INPUT DATA:
^^^^

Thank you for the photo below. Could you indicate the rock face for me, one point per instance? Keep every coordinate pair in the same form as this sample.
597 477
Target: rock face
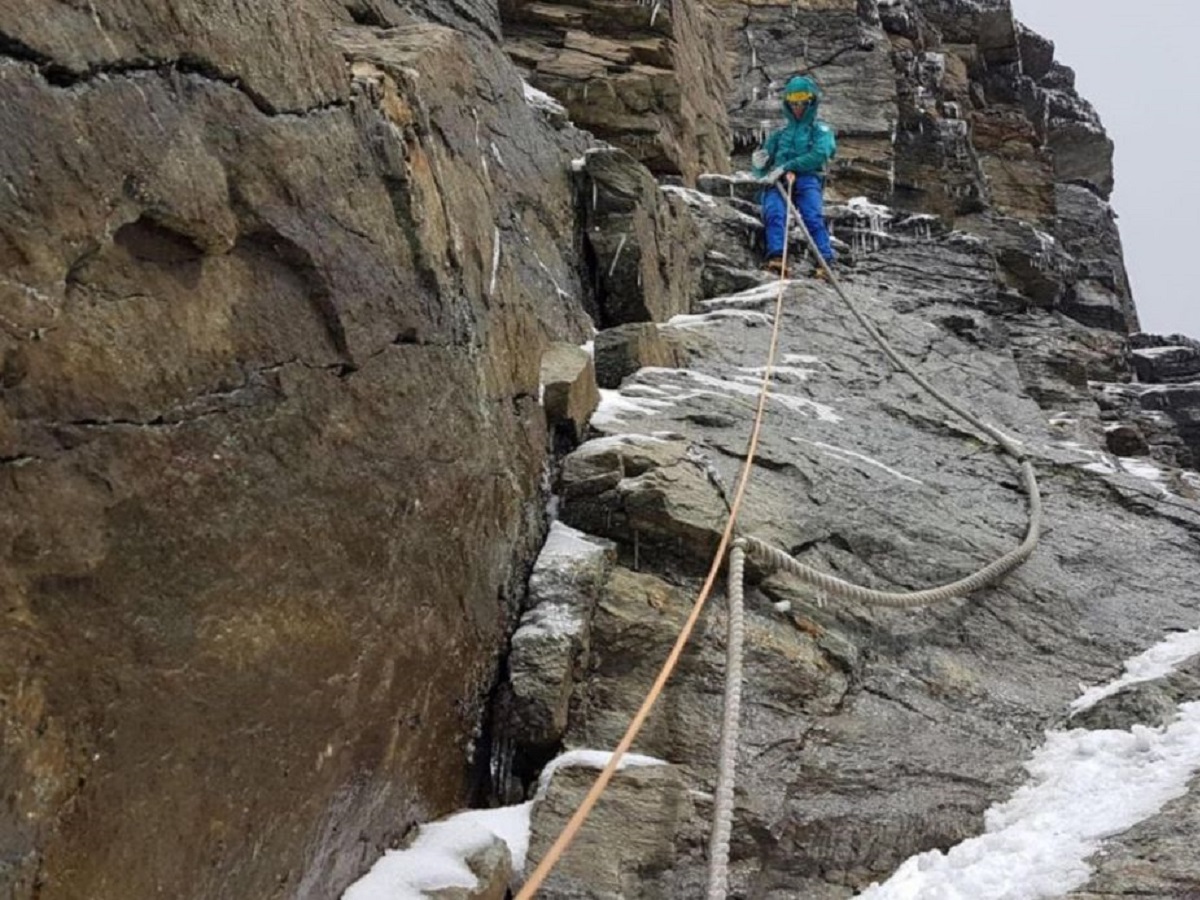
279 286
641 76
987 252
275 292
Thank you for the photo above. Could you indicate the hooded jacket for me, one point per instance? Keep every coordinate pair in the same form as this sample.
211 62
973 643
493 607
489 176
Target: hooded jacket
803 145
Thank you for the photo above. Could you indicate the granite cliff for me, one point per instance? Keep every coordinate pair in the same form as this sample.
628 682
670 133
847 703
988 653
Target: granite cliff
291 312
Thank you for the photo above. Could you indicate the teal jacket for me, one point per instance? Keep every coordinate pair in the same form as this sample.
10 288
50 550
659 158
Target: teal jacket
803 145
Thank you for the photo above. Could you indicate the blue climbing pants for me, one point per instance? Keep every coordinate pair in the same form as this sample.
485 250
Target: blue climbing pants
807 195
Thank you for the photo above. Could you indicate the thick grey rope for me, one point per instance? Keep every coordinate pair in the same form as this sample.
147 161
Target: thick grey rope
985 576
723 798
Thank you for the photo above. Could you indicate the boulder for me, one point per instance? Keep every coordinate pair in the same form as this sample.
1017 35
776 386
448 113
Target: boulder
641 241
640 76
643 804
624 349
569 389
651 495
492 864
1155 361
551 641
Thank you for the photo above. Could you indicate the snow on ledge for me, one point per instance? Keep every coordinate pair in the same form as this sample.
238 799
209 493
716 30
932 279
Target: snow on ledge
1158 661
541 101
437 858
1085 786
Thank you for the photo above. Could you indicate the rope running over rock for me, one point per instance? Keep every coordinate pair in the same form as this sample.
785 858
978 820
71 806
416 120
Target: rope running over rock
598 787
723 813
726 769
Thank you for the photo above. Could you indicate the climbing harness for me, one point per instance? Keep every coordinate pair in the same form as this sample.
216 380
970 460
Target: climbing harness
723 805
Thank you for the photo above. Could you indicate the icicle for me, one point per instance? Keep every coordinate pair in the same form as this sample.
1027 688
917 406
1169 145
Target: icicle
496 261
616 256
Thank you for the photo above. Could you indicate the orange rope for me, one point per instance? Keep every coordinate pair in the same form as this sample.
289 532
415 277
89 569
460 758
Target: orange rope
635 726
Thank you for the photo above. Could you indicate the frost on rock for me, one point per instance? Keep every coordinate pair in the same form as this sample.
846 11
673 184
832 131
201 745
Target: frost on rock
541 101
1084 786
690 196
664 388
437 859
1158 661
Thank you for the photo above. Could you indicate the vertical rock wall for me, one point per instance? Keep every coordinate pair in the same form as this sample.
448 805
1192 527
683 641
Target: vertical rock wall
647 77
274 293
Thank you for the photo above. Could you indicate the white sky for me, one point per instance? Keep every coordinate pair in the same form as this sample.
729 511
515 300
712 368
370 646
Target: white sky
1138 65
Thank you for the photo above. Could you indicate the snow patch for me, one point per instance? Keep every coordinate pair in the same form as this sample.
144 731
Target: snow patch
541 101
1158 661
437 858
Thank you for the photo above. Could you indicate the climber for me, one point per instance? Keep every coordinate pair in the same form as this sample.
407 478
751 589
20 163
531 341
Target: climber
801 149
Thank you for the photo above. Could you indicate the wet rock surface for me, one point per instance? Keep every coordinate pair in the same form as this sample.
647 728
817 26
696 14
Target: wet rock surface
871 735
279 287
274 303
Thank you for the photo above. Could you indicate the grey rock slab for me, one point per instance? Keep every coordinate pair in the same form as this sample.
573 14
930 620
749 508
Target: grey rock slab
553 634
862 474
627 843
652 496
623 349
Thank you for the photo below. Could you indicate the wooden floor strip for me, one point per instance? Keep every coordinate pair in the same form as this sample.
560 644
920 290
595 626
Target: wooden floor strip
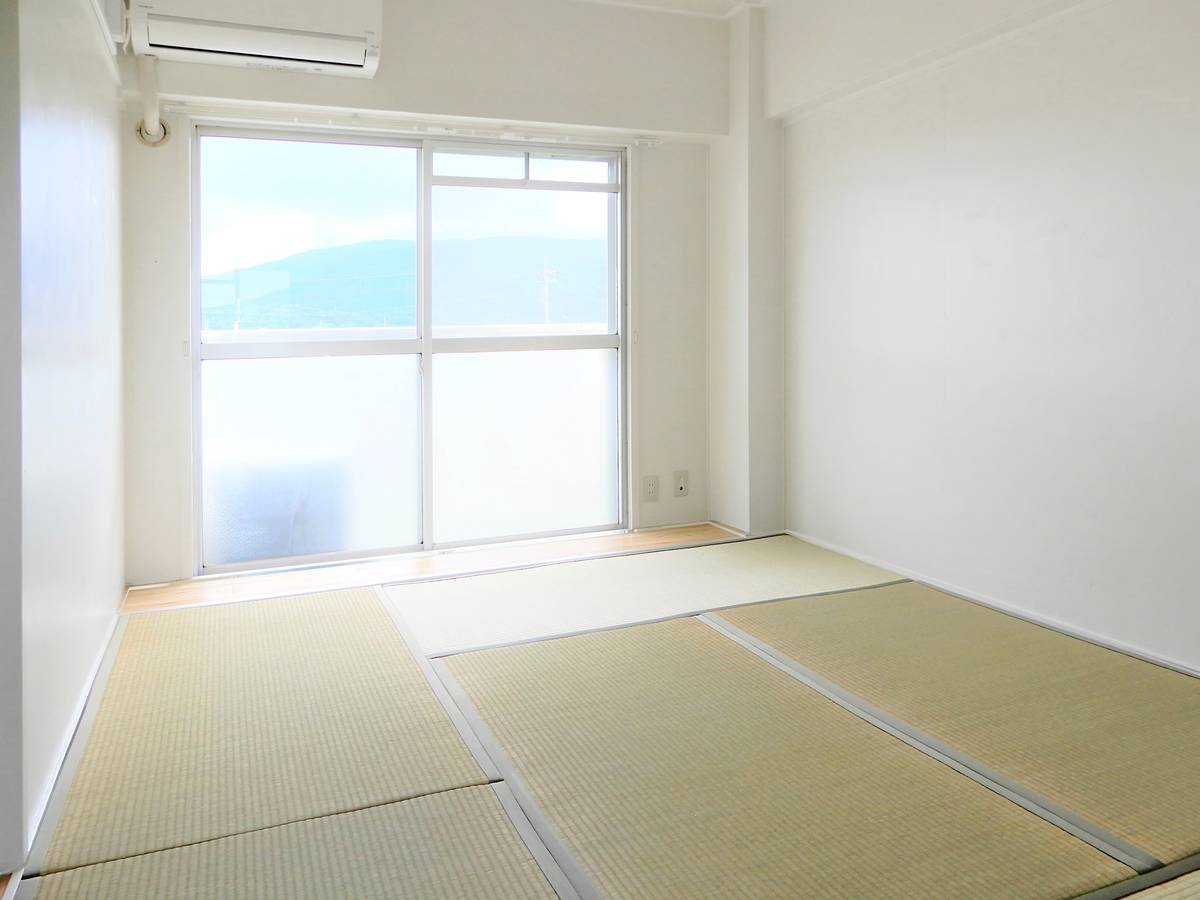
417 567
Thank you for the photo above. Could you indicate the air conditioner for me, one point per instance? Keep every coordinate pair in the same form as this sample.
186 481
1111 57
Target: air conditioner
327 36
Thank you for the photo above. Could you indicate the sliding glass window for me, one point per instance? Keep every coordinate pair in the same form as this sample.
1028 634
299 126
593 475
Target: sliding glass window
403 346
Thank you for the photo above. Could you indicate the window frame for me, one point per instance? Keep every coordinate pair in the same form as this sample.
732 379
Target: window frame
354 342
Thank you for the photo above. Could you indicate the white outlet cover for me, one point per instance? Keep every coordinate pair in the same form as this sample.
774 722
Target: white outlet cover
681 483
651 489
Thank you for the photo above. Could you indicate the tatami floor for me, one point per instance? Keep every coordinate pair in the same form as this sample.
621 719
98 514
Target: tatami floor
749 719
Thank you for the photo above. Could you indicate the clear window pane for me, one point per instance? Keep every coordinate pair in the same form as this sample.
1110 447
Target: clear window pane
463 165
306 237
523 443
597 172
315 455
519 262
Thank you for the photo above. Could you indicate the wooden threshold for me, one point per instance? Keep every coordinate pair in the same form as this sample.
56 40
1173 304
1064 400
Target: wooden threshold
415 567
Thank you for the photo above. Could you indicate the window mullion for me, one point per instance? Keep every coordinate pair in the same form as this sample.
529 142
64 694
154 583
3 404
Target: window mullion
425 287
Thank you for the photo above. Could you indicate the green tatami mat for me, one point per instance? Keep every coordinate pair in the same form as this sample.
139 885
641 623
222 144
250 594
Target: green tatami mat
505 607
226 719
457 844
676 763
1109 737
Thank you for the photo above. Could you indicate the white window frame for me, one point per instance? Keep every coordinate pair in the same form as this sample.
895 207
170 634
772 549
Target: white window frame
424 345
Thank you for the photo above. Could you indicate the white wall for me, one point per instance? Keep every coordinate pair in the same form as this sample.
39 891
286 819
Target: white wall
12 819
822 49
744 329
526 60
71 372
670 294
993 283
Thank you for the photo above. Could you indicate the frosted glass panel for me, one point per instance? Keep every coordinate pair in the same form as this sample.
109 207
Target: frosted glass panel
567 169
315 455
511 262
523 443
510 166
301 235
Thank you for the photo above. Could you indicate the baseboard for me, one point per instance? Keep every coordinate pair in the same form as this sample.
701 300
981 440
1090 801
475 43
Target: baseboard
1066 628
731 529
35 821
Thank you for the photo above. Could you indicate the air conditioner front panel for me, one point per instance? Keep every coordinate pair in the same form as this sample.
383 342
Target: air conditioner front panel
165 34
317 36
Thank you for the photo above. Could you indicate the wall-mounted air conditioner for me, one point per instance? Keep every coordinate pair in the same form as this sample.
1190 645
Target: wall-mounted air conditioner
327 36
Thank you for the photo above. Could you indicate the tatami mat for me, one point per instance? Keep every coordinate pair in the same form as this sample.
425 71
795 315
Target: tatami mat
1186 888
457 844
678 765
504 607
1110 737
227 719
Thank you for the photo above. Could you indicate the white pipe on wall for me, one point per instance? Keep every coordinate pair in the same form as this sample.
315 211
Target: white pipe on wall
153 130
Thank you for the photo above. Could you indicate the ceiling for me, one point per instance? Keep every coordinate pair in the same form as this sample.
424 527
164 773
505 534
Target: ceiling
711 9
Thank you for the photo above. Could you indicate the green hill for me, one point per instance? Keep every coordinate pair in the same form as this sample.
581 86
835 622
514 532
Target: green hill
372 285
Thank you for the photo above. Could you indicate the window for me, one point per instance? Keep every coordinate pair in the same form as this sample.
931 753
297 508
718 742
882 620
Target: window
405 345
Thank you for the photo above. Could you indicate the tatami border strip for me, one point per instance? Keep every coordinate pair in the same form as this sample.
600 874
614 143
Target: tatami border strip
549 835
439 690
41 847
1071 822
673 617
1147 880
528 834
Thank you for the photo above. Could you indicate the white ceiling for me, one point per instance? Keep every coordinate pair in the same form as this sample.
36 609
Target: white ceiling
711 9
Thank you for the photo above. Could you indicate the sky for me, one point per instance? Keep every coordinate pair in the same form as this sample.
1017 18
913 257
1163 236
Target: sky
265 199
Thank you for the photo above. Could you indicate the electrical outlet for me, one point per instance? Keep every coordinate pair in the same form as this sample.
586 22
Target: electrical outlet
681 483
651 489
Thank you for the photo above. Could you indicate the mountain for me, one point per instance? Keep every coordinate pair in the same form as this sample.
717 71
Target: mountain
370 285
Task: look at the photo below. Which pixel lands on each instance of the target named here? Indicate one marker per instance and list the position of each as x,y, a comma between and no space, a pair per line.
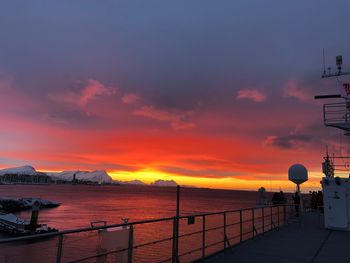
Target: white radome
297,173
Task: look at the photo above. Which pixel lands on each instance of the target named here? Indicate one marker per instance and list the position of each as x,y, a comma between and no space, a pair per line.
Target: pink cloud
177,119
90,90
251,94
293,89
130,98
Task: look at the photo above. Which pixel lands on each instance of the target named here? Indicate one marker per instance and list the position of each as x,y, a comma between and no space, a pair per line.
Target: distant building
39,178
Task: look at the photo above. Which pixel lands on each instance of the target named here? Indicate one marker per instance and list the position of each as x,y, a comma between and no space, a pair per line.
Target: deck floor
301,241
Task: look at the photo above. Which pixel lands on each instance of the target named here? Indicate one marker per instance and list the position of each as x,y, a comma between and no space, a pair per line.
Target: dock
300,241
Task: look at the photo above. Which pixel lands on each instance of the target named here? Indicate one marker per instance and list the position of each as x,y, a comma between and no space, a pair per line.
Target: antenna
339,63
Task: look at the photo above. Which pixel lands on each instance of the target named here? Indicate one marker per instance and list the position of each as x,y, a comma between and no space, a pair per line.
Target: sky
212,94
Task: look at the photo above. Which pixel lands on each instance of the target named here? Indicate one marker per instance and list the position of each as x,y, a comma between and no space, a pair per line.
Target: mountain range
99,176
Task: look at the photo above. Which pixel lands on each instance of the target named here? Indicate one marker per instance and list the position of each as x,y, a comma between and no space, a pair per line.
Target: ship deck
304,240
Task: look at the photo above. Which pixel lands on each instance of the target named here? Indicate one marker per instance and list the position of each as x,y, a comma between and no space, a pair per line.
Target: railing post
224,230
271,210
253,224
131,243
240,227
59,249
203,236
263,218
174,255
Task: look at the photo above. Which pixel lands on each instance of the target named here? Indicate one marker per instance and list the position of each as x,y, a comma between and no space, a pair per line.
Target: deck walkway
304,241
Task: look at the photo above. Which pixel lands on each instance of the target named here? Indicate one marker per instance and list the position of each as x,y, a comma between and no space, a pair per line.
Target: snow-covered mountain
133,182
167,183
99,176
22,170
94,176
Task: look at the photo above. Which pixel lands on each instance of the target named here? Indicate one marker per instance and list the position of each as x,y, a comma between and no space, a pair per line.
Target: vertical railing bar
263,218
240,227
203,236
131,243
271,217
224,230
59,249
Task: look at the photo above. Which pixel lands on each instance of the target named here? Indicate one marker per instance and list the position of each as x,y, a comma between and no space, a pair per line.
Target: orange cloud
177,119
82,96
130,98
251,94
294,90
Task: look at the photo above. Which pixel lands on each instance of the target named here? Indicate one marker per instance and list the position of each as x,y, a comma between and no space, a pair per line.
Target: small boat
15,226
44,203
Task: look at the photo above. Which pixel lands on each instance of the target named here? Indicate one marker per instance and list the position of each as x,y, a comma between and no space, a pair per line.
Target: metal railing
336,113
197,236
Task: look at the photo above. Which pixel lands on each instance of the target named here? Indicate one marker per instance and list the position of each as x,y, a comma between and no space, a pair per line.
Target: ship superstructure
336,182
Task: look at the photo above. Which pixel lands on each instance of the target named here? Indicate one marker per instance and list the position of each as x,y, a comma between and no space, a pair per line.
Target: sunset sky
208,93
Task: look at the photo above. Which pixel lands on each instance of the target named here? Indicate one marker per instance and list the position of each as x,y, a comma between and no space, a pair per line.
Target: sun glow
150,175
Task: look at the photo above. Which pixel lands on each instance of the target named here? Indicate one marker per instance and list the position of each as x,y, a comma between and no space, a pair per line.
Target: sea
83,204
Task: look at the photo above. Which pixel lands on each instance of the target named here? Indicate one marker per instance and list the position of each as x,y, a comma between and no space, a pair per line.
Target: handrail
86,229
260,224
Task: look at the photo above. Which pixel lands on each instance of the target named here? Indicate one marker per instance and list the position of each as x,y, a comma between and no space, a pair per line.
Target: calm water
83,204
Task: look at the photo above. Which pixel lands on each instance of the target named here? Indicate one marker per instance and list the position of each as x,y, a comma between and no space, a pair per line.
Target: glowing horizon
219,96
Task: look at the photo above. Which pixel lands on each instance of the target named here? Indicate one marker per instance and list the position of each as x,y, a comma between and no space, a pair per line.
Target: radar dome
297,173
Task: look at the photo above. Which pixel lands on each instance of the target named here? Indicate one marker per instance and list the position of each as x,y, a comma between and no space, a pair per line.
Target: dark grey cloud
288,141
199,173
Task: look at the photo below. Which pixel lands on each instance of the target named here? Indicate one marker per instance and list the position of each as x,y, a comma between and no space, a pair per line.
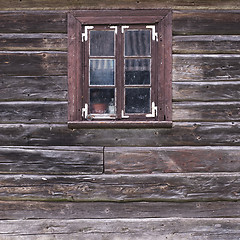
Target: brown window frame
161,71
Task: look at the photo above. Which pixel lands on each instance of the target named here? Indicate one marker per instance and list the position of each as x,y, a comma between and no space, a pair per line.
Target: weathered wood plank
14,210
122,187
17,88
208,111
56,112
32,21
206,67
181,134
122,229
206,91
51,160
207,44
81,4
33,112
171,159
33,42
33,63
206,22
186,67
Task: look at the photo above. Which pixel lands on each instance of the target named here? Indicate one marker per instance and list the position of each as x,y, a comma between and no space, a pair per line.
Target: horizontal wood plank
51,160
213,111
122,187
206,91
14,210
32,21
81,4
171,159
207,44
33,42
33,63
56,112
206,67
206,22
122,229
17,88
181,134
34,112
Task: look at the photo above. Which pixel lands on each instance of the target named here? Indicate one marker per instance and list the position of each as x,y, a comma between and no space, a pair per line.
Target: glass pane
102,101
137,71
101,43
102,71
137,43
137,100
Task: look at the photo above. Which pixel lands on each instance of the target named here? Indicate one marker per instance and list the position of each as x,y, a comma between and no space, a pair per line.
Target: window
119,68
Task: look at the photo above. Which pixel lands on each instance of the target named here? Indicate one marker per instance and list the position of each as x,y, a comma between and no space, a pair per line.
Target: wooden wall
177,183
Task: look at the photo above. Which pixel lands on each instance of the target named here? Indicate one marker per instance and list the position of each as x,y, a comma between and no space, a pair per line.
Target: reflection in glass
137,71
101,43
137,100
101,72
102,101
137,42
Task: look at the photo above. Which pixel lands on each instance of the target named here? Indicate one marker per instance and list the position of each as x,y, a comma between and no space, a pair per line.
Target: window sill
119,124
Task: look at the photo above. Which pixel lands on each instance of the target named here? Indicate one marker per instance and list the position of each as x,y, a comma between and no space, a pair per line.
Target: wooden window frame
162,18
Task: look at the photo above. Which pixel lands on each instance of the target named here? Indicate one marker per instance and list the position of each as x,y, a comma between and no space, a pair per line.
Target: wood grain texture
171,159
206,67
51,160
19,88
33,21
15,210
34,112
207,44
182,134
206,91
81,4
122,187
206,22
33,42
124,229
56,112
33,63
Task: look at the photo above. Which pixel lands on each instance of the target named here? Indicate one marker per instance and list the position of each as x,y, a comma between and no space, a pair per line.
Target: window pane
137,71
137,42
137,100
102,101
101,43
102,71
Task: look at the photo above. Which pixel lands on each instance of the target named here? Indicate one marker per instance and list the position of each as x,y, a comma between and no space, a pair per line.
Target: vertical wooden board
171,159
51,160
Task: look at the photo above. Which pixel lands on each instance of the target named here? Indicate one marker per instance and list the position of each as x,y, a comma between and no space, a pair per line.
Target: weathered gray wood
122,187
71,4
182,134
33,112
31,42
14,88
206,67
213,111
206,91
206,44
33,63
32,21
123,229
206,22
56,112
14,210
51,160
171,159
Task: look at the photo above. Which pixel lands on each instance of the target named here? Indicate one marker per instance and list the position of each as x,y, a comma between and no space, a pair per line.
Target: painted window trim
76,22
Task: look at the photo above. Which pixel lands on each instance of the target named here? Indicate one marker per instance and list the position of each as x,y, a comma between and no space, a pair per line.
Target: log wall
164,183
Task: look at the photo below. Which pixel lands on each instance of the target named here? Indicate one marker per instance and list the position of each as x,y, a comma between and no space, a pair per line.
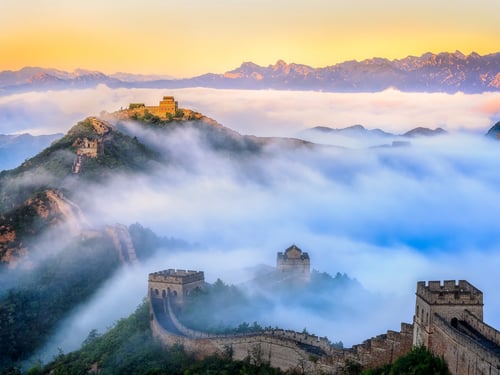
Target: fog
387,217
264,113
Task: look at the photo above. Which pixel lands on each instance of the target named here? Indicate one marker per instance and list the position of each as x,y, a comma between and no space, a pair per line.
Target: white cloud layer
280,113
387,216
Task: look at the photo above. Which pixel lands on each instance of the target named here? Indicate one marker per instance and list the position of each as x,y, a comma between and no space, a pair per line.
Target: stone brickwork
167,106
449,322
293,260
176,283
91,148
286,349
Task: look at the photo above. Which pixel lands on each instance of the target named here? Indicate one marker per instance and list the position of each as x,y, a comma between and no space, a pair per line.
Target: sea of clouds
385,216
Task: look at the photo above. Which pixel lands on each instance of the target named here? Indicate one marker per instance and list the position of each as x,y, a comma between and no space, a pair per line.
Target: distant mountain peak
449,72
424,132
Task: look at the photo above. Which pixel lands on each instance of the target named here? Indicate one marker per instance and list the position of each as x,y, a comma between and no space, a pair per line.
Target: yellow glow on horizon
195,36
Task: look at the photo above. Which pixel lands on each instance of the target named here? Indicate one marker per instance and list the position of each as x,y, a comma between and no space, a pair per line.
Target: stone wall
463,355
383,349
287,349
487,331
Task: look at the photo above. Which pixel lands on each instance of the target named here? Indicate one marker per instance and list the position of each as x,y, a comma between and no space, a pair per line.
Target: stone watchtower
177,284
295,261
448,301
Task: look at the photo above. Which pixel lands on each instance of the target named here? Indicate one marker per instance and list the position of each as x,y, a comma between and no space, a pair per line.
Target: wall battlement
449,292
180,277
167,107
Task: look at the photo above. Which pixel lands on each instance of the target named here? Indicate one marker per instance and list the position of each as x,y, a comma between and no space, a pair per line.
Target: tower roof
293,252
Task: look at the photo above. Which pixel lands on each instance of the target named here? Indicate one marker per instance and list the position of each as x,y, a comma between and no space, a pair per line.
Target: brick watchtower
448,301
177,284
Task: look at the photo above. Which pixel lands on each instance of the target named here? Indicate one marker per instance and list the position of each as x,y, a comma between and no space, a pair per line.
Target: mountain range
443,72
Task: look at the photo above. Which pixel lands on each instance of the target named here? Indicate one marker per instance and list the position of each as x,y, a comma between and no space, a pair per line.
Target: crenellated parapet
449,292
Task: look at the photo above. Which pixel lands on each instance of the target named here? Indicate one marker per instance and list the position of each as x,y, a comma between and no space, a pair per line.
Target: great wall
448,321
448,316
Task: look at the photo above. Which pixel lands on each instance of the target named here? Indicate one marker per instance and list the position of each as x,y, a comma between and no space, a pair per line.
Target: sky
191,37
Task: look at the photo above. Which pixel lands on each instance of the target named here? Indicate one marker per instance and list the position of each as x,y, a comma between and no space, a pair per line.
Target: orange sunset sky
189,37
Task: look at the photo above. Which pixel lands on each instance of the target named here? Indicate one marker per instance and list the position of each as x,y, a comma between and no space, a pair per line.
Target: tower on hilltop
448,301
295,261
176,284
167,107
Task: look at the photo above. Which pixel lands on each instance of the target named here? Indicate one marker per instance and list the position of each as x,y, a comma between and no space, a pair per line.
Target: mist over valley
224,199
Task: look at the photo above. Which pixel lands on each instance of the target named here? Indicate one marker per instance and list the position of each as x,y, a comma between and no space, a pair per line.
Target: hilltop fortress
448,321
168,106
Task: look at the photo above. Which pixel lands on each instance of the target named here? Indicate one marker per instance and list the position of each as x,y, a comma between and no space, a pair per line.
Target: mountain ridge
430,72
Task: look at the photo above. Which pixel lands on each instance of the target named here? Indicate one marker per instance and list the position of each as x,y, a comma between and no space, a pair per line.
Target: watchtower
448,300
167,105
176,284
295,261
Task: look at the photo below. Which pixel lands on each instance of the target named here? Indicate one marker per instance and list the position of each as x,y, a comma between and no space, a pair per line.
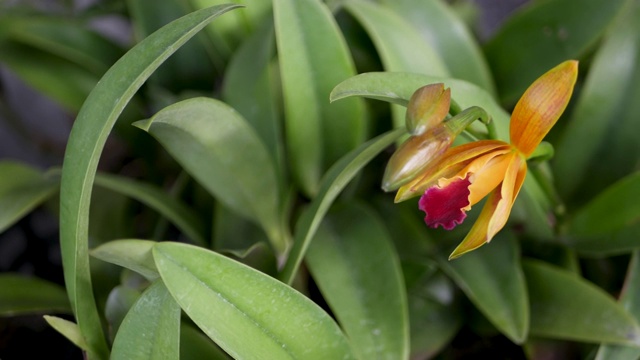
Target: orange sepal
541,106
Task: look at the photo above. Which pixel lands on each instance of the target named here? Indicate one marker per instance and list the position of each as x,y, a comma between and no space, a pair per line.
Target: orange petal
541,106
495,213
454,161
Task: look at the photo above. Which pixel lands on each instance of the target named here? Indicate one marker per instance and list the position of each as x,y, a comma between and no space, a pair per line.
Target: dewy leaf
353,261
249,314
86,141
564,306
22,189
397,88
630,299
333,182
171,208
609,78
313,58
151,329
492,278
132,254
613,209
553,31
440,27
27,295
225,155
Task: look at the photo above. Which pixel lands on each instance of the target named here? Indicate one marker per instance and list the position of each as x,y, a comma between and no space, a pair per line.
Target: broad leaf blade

^^^^

GOAL OF THE EXERCISE:
Using the records above, write out exactly the lines from the one containing "Target: orange petal" through the last, and add nothing.

ANSWER:
Target: orange petal
541,106
495,213
454,161
Task: look at the photo above. Which pixel lands on each instance of the target named here? Indicate one marker per instance and list the position of each as x,y, a comma between and no space, a pair per line.
Target: dewy leaf
353,261
249,314
86,141
564,306
22,189
397,88
630,299
333,182
171,208
609,78
313,58
151,329
492,278
132,254
613,209
553,31
440,27
27,295
225,155
Task: look at the photo above. Which pixel lands on each instance of the target named here? Indicate one marker per instance and list the position of each as x,y, a comma between and no space, a pair per line.
Target: broad leaf blade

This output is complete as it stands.